══ Given data

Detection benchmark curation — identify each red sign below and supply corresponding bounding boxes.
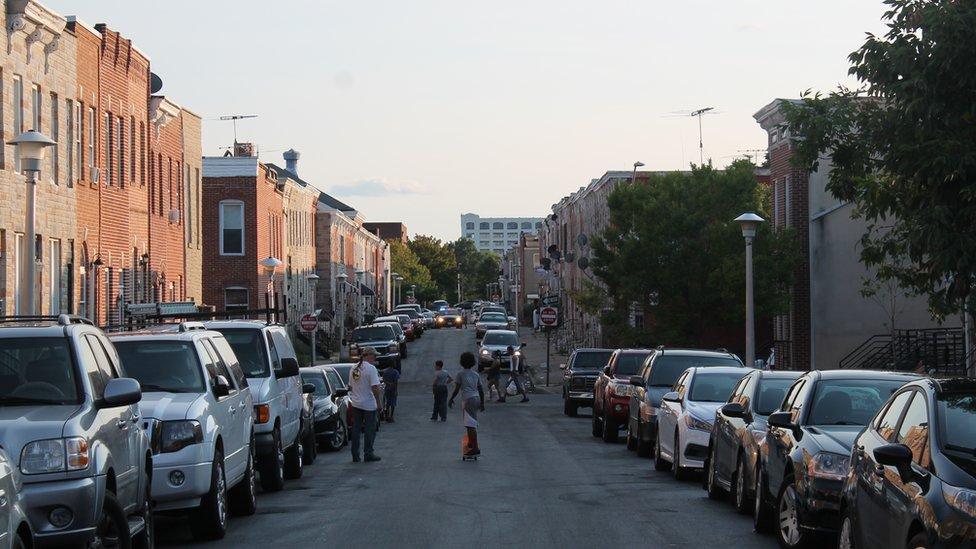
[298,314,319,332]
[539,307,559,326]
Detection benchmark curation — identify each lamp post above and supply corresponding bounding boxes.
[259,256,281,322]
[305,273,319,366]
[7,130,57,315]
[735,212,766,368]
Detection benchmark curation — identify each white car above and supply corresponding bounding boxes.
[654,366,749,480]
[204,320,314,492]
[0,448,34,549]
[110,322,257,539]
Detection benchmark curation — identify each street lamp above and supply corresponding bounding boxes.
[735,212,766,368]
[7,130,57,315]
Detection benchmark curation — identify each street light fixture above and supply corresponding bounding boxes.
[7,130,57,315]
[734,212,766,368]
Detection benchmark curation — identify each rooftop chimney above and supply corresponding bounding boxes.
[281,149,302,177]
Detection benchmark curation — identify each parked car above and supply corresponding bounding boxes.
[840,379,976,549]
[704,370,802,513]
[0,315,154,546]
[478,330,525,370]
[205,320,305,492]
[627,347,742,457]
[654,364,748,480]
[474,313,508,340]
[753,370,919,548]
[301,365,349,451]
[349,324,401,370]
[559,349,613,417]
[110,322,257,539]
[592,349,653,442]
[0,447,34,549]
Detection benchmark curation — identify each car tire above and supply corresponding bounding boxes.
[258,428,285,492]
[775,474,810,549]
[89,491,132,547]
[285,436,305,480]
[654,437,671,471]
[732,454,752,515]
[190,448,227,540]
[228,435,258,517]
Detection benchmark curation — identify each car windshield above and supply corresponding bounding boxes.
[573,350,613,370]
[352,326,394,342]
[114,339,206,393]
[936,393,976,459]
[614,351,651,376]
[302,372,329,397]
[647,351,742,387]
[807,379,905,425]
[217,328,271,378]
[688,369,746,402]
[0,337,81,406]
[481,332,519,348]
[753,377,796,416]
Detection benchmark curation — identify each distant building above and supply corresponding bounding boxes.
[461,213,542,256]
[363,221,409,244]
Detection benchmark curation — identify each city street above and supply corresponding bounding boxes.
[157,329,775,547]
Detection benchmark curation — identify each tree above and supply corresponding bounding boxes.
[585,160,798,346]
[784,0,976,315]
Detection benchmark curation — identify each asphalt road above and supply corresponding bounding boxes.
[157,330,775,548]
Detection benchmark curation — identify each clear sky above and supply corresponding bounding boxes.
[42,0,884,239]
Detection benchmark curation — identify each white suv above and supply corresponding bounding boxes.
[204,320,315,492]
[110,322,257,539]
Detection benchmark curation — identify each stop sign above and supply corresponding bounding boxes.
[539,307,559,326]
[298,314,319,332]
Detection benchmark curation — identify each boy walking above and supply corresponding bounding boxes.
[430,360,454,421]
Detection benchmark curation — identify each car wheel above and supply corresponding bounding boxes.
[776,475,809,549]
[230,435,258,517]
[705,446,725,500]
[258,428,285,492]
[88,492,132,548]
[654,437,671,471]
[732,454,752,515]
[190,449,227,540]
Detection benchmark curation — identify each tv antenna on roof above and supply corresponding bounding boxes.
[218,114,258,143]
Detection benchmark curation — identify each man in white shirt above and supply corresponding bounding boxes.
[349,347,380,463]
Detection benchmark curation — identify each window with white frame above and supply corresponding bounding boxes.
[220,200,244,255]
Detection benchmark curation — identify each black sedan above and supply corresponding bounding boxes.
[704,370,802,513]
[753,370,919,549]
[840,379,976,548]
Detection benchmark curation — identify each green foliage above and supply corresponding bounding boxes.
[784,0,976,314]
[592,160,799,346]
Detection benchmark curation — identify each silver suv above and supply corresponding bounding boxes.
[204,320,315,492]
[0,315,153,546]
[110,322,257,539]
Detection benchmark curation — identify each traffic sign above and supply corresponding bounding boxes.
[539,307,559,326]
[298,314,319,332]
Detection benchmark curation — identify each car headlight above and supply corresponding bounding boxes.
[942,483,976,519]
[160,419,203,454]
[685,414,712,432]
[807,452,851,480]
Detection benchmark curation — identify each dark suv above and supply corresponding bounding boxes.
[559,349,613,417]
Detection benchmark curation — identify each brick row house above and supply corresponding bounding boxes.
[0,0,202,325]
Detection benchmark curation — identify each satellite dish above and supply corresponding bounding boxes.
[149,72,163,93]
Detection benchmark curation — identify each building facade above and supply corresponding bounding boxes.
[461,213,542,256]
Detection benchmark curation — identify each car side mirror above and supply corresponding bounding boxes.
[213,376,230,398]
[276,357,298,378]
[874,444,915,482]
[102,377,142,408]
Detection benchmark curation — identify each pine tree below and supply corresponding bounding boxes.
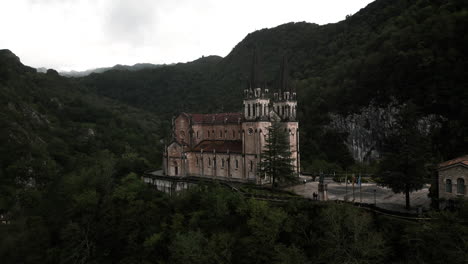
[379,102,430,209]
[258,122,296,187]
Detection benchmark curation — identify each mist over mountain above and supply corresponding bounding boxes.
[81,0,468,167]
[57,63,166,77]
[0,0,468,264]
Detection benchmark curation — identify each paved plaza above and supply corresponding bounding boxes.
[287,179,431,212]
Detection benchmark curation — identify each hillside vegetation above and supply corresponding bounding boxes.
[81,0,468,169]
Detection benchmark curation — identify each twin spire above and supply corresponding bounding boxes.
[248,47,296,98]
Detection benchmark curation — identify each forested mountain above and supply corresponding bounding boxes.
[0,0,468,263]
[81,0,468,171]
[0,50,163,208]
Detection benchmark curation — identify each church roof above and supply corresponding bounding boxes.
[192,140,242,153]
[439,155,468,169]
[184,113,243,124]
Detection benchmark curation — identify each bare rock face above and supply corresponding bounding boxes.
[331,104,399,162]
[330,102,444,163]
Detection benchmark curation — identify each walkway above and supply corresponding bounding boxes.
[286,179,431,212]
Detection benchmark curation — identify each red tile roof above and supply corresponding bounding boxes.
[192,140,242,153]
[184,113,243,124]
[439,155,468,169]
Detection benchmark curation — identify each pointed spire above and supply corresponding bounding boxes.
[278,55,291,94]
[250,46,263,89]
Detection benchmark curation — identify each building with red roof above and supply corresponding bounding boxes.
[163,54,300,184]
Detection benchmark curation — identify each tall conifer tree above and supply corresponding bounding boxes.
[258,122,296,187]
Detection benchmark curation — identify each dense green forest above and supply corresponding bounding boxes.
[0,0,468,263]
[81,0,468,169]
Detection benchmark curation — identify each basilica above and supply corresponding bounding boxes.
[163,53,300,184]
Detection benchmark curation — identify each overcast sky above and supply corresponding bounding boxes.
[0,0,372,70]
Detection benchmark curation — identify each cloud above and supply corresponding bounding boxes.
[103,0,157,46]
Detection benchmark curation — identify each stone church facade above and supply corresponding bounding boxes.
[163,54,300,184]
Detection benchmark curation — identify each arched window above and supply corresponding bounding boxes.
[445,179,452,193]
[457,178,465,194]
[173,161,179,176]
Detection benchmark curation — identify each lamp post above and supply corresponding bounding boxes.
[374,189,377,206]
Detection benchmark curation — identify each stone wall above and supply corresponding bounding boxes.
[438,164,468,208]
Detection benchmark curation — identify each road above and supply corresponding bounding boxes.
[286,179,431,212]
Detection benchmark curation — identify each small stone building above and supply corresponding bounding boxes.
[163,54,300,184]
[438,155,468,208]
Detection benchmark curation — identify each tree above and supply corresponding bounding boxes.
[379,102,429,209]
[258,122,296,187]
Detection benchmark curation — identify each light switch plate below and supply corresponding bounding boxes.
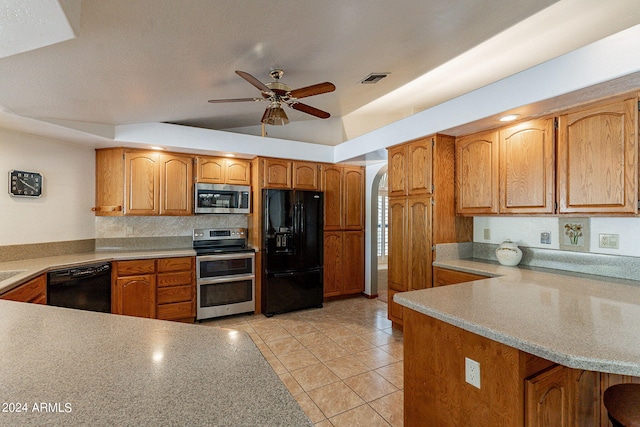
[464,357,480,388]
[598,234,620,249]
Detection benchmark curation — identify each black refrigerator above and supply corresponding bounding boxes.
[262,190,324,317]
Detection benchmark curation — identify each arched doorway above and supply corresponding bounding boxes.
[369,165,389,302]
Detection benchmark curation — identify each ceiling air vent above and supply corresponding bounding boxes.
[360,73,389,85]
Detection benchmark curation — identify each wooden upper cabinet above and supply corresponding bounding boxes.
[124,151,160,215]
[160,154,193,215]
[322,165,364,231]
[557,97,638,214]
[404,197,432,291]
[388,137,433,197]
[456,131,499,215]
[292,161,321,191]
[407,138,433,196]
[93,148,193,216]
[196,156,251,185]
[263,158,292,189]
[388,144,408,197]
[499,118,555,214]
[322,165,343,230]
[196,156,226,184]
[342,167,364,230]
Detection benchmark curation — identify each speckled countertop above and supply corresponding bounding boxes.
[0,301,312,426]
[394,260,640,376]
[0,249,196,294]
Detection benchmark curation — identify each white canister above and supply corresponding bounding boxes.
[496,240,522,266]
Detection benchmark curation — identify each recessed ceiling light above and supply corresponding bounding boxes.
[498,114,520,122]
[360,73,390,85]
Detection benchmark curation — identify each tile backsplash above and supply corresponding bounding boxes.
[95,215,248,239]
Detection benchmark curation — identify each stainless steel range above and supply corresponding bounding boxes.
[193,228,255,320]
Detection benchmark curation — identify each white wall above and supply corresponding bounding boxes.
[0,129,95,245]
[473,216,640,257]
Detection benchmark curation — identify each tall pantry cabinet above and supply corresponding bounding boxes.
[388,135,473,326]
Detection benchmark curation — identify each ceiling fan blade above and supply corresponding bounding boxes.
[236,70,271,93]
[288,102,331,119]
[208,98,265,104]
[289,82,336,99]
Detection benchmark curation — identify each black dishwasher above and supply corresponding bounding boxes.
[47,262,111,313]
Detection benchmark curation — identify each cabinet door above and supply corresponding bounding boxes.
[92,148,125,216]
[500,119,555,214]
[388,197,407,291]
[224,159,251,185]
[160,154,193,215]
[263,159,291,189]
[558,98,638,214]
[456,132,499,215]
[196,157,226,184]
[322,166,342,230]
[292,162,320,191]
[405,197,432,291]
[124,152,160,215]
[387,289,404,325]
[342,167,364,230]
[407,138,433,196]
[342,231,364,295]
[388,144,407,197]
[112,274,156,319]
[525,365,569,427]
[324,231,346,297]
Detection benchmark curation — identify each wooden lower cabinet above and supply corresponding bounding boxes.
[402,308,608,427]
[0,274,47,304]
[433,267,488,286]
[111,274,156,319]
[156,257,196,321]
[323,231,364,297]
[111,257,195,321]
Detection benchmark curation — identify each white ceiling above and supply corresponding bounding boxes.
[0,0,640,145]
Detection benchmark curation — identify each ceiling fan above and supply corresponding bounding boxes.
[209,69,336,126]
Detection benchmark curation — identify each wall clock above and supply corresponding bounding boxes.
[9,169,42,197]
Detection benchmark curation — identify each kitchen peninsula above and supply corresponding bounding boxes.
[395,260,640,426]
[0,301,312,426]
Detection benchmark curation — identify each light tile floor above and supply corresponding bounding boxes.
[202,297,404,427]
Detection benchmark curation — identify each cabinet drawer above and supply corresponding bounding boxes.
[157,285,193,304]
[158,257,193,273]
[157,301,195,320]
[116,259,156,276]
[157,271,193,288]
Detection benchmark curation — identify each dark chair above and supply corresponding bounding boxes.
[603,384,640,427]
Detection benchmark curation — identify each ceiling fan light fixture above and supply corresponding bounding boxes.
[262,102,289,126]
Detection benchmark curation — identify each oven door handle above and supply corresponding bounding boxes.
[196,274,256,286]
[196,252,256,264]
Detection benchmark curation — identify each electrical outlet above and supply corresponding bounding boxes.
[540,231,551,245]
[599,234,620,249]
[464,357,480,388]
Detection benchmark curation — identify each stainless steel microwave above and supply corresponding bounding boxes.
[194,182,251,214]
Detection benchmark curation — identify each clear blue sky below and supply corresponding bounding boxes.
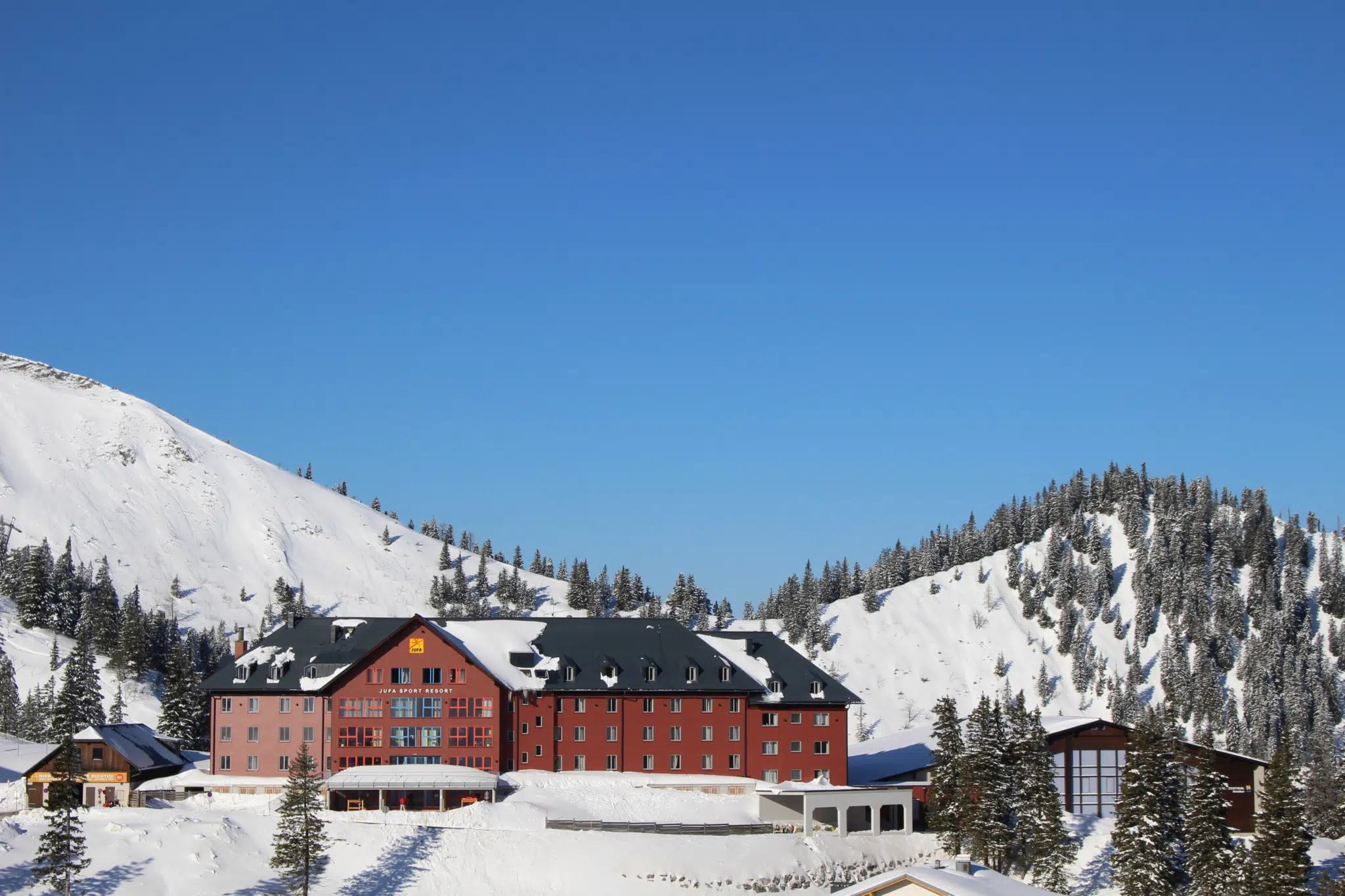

════

What is needed ▸
Copy the records starting at the very beginning and ending at the line that contains "[784,0,976,315]", both ends included. Leave the pictures out.

Result ▸
Detection benchmark curation — identify each red sign below and supply corresponding bounding boxes.
[298,314,319,332]
[539,307,559,326]
Detection benchmark curation — identify each lamp post above and supply corresponding bounding boxes.
[259,256,281,322]
[305,273,319,366]
[7,130,57,315]
[735,212,766,368]
Detection benchmark curation — identify each white car above and supply corresponding bounding boxes.
[654,366,749,480]
[204,320,314,492]
[0,448,34,549]
[110,322,257,539]
Detection benchmark curation — identify each street lamp above and supply corresponding bounding boxes.
[735,212,766,368]
[7,130,57,315]
Detection benchmark curation — identify each street light fixture above and supply corresponding bounding boxes.
[7,130,57,315]
[734,212,766,368]
Detection benchmark curation — identify each rooftop chimney above and supply corresponding bounding boxes.
[281,149,302,177]
Detection benchmark curation — identify each parked car above and supply corresponding bounding boxes.
[840,379,976,549]
[704,370,802,513]
[0,315,154,546]
[478,330,525,370]
[205,320,305,492]
[627,347,742,457]
[654,364,748,480]
[474,313,508,340]
[753,370,919,548]
[301,365,349,451]
[349,324,401,370]
[559,349,613,417]
[110,322,257,539]
[592,349,653,442]
[0,447,34,549]
Detection benchmark curation — identify each car tire above and supply corresponding bounding boxes.
[258,428,285,492]
[775,474,810,549]
[89,491,132,547]
[285,436,305,480]
[654,437,671,471]
[732,454,752,515]
[190,448,227,540]
[228,435,258,517]
Detection benchmark curation — identify each car windshield above and supply corresponding bounding boxes.
[573,350,613,370]
[352,326,394,342]
[114,339,206,393]
[936,393,976,459]
[614,351,651,376]
[302,372,329,397]
[647,351,742,387]
[807,379,905,425]
[217,328,271,378]
[688,369,746,402]
[0,337,81,406]
[481,332,519,348]
[753,377,796,416]
Detection benchmark curation — identify each distant building above and supply corresponding bounding boxes.
[461,213,542,256]
[363,221,409,244]
Detection benchmark curation — identify each city street above and supply corresponding bounding boxes.
[157,329,775,547]
Detection benchmark curation — identify each tree above and supply corresponding bounding boxes.
[585,160,798,346]
[784,0,976,315]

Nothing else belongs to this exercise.